>>>

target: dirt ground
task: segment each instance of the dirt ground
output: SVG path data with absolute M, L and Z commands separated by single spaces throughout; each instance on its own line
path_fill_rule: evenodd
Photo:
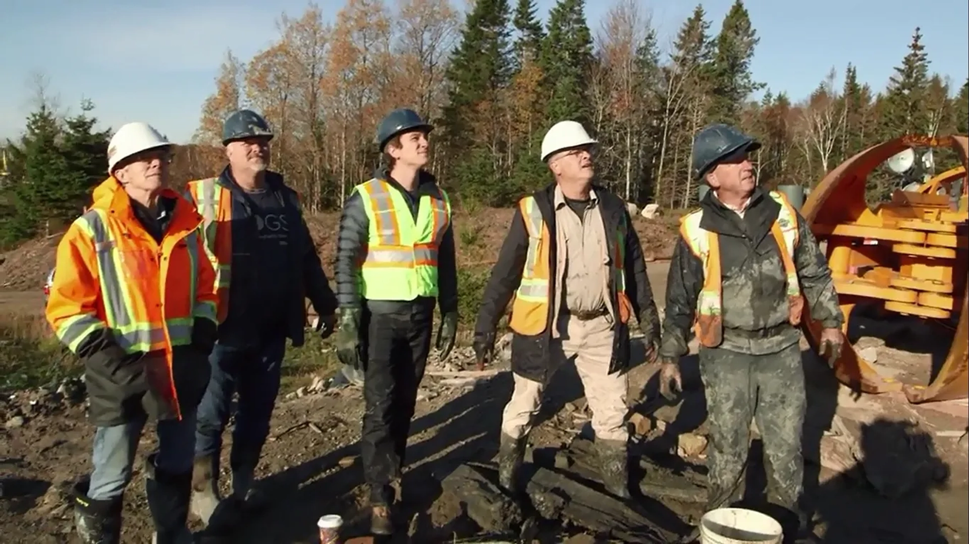
M 335 222 L 333 218 L 328 221 L 313 227 L 318 241 L 332 239 L 326 233 L 335 229 Z M 501 221 L 501 228 L 486 228 L 487 223 L 483 222 L 477 233 L 464 235 L 463 265 L 493 258 L 491 248 L 500 243 L 507 223 Z M 638 225 L 638 229 L 641 227 Z M 663 228 L 669 231 L 668 227 Z M 649 250 L 653 251 L 650 257 L 664 251 L 660 238 L 655 236 L 660 249 Z M 17 264 L 22 273 L 17 272 L 16 287 L 36 290 L 0 292 L 0 312 L 40 310 L 43 295 L 38 287 L 44 276 L 44 251 L 49 249 L 47 243 L 38 243 L 43 248 L 35 250 L 21 249 L 24 254 L 32 252 L 34 260 L 18 260 L 23 264 Z M 647 243 L 653 244 L 652 238 L 644 240 L 644 246 Z M 327 255 L 331 256 L 331 247 L 321 243 L 320 249 L 325 260 Z M 30 262 L 37 270 L 26 270 Z M 2 267 L 9 264 L 0 265 L 3 282 L 9 279 L 10 269 Z M 656 261 L 647 266 L 662 308 L 669 264 Z M 922 369 L 930 365 L 930 354 L 911 347 L 913 350 L 902 350 L 896 343 L 875 338 L 873 330 L 860 343 L 874 350 L 880 369 L 911 379 L 927 374 Z M 641 348 L 635 357 L 641 361 Z M 834 381 L 827 365 L 809 350 L 803 360 L 809 405 L 803 435 L 805 480 L 817 499 L 817 531 L 824 535 L 823 541 L 929 544 L 969 537 L 965 435 L 969 405 L 950 401 L 912 406 L 896 395 L 856 398 Z M 468 348 L 456 348 L 447 364 L 429 363 L 401 484 L 408 537 L 394 541 L 459 542 L 483 536 L 461 516 L 464 498 L 455 497 L 441 482 L 462 463 L 487 463 L 493 458 L 512 380 L 504 372 L 507 360 L 495 367 L 500 372 L 481 378 L 459 374 L 470 364 Z M 631 400 L 635 400 L 635 412 L 641 414 L 631 418 L 637 432 L 634 451 L 663 460 L 657 465 L 663 468 L 639 474 L 644 485 L 652 483 L 658 491 L 647 494 L 636 506 L 666 533 L 678 534 L 688 532 L 703 512 L 696 501 L 668 499 L 669 490 L 663 488 L 678 485 L 675 480 L 684 466 L 703 470 L 705 463 L 705 402 L 696 357 L 685 358 L 683 369 L 685 391 L 675 404 L 658 400 L 655 381 L 650 379 L 653 367 L 640 364 L 630 372 Z M 356 387 L 330 387 L 327 378 L 320 377 L 312 386 L 281 397 L 259 468 L 259 489 L 265 499 L 240 525 L 233 542 L 318 542 L 316 520 L 329 513 L 343 516 L 348 536 L 365 534 L 365 494 L 358 458 L 362 396 Z M 77 389 L 78 384 L 72 382 L 52 391 L 23 391 L 0 399 L 0 423 L 4 424 L 0 427 L 0 543 L 78 542 L 72 532 L 66 491 L 90 469 L 93 429 L 84 420 L 83 398 Z M 567 446 L 588 433 L 588 416 L 578 377 L 567 369 L 547 390 L 542 423 L 533 432 L 531 446 Z M 641 429 L 641 422 L 647 420 L 650 423 Z M 905 438 L 900 444 L 893 443 L 878 438 L 878 431 L 881 436 L 904 434 Z M 142 437 L 140 460 L 157 445 L 153 435 L 147 432 Z M 222 465 L 228 467 L 231 429 L 225 438 Z M 760 439 L 755 439 L 746 483 L 751 496 L 765 487 L 759 450 Z M 223 474 L 222 484 L 228 486 L 228 474 Z M 123 541 L 149 542 L 151 526 L 140 464 L 126 494 L 124 513 Z M 547 530 L 542 538 L 549 543 L 607 541 L 564 524 Z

<<<

§ Set problem:
Omitting all images, print the listing exactly.

§ Completed exercise:
target: dirt ground
task: segment each instance of the dirt ground
output: SVG path data with absolute M, L and Z commands separated by single spaces throughout; each instance on its own line
path_fill_rule: evenodd
Photo:
M 335 222 L 333 218 L 328 221 L 313 227 L 318 241 L 332 239 L 326 233 L 335 229 Z M 501 221 L 501 228 L 486 228 L 487 223 L 483 222 L 477 233 L 464 235 L 463 265 L 493 258 L 491 248 L 500 243 L 507 223 Z M 638 225 L 638 229 L 641 227 Z M 663 228 L 669 231 L 668 227 Z M 649 250 L 653 251 L 650 257 L 664 251 L 660 238 L 655 236 L 660 249 Z M 17 264 L 22 273 L 17 272 L 16 287 L 36 290 L 0 292 L 0 312 L 40 310 L 43 295 L 38 287 L 44 276 L 44 251 L 49 249 L 47 243 L 38 243 L 43 248 L 35 250 L 21 249 L 24 254 L 32 252 L 34 260 L 18 260 L 23 264 Z M 647 243 L 653 244 L 652 238 L 644 240 L 644 246 Z M 327 255 L 331 256 L 331 247 L 321 243 L 320 249 L 325 260 Z M 30 262 L 37 270 L 26 270 Z M 2 267 L 9 264 L 0 265 L 3 282 L 9 279 L 10 269 Z M 656 261 L 647 266 L 662 308 L 669 264 Z M 922 369 L 930 365 L 930 354 L 911 347 L 913 350 L 902 350 L 896 343 L 875 338 L 873 330 L 860 343 L 874 350 L 880 369 L 911 379 L 927 374 Z M 641 348 L 635 357 L 641 361 Z M 834 381 L 827 365 L 809 350 L 803 360 L 809 405 L 803 435 L 805 480 L 817 499 L 817 531 L 824 535 L 823 541 L 929 544 L 969 537 L 965 435 L 969 405 L 950 401 L 912 406 L 896 395 L 856 398 Z M 468 348 L 456 348 L 447 364 L 429 363 L 401 484 L 408 537 L 394 541 L 459 542 L 483 536 L 461 516 L 464 498 L 455 497 L 441 482 L 462 463 L 487 463 L 493 458 L 512 380 L 504 372 L 507 360 L 495 367 L 500 372 L 481 378 L 459 374 L 470 364 Z M 631 400 L 635 400 L 635 412 L 641 414 L 631 418 L 637 432 L 634 451 L 663 460 L 657 465 L 663 468 L 639 474 L 644 485 L 652 483 L 658 491 L 647 494 L 636 506 L 666 533 L 678 534 L 688 532 L 703 512 L 696 501 L 668 499 L 669 490 L 663 488 L 678 485 L 675 480 L 684 466 L 703 470 L 705 463 L 705 402 L 696 357 L 685 358 L 683 369 L 685 391 L 675 404 L 658 400 L 655 381 L 650 379 L 653 367 L 640 364 L 630 372 Z M 356 387 L 330 387 L 327 378 L 320 377 L 312 386 L 281 397 L 259 468 L 259 489 L 265 499 L 240 525 L 233 542 L 318 542 L 316 520 L 329 513 L 343 516 L 348 536 L 365 534 L 365 494 L 358 458 L 362 396 Z M 77 389 L 78 384 L 72 382 L 52 391 L 23 391 L 0 399 L 0 423 L 4 424 L 0 427 L 0 543 L 78 542 L 72 532 L 66 491 L 90 469 L 93 429 L 84 420 L 83 398 Z M 567 446 L 588 433 L 588 416 L 578 377 L 567 369 L 547 390 L 542 423 L 533 432 L 531 446 Z M 641 429 L 641 422 L 647 420 L 650 423 Z M 905 438 L 900 444 L 893 443 L 878 438 L 878 431 L 881 436 L 904 434 Z M 142 437 L 140 460 L 157 445 L 153 435 L 147 432 Z M 222 465 L 228 467 L 231 429 L 225 438 Z M 760 439 L 755 439 L 746 483 L 751 496 L 765 487 L 759 450 Z M 223 474 L 222 484 L 228 486 L 228 474 Z M 123 541 L 149 542 L 151 526 L 140 464 L 126 494 L 124 513 Z M 547 530 L 542 538 L 549 543 L 607 541 L 564 524 Z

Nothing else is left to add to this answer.